[Begin EXTRACT]
In 2014 alone, Federal regulators issued over 2,400 new
rules, of which 77 were classified as major. To me, this seems
like a little bit of an over onslaught of new red tape.
While I understand the need for some level of regulation,
I'm concerned that small businesses are not being heard, or
even considered, when these rules come down through the
pipeline. Small businesses, as we hear today, are unique and
disproportionately affected by the cost of regulation. A
company with under 50 employees annually spends 17 percent more
than the average company to comply with federal regulations.
While this may not seem like much, just imagine if that 17
percent could be used differently, for hiring additional
employees, and other issues.
As Chairman of a Subcommittee over Investigation, Oversight
and Regulation, I am working hard to help ensure the regulatory
burdens on small firms are reduced so that these businesses can
focus on creating jobs and spurring on economic growth.
I would like to thank each of the witnesses for taking time
to be here and provide their testimony today on the ways we can
work together to reduce regulatory burdens on small businesses.
I look forward to hearing your testimony.
We'll now explain the timing of the clock. If a Committee
member has, first, if any Committee member has an opening
statement prepared, I ask that they might be submitted for the
record.
I'd like to take a moment to explain the timing lights for
you. You will have five minutes for your testimony, to deliver
that testimony. The light will start out green. When you have
one minute remaining it will turn yellow. Finally at the end of
your five minutes it will turn red. I ask that you try to
adhere to that. We will have a little extra flexibility.
[End EXTRACT]
GIVEN PROBLEM:
Reproduce the whole statement on regulation of small businesses word for word. The listing is separate material, unrelated to the statement.
[Begin MATERIAL]
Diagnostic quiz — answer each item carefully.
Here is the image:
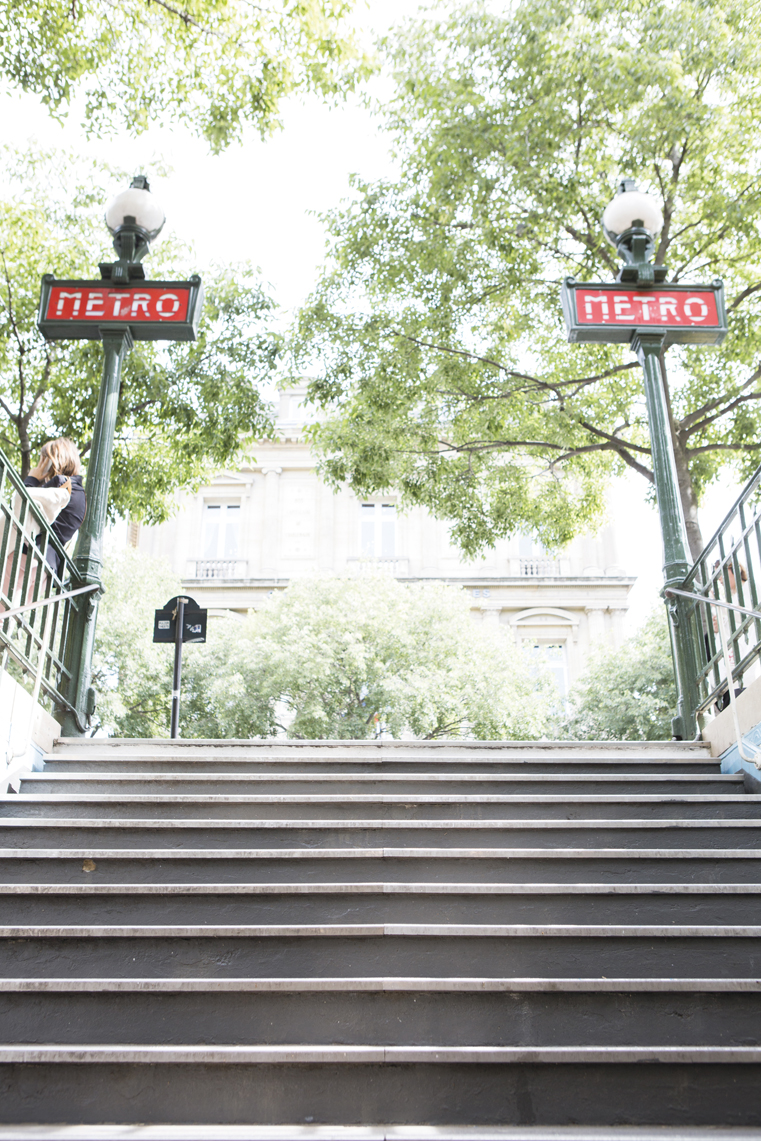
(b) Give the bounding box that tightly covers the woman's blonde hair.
[End MATERIAL]
COMPLETE ANSWER:
In 2014 alone, Federal regulators issued over 2,400 new
rules, of which 77 were classified as major. To me, this seems
like a little bit of an over onslaught of new red tape.
While I understand the need for some level of regulation,
I'm concerned that small businesses are not being heard, or
even considered, when these rules come down through the
pipeline. Small businesses, as we hear today, are unique and
disproportionately affected by the cost of regulation. A
company with under 50 employees annually spends 17 percent more
than the average company to comply with federal regulations.
While this may not seem like much, just imagine if that 17
percent could be used differently, for hiring additional
employees, and other issues.
As Chairman of a Subcommittee over Investigation, Oversight
and Regulation, I am working hard to help ensure the regulatory
burdens on small firms are reduced so that these businesses can
focus on creating jobs and spurring on economic growth.
I would like to thank each of the witnesses for taking time
to be here and provide their testimony today on the ways we can
work together to reduce regulatory burdens on small businesses.
I look forward to hearing your testimony.
We'll now explain the timing of the clock. If a Committee
member has, first, if any Committee member has an opening
statement prepared, I ask that they might be submitted for the
record.
I'd like to take a moment to explain the timing lights for
you. You will have five minutes for your testimony, to deliver
that testimony. The light will start out green. When you have
one minute remaining it will turn yellow. Finally at the end of
your five minutes it will turn red. I ask that you try to
adhere to that. We will have a little extra flexibility.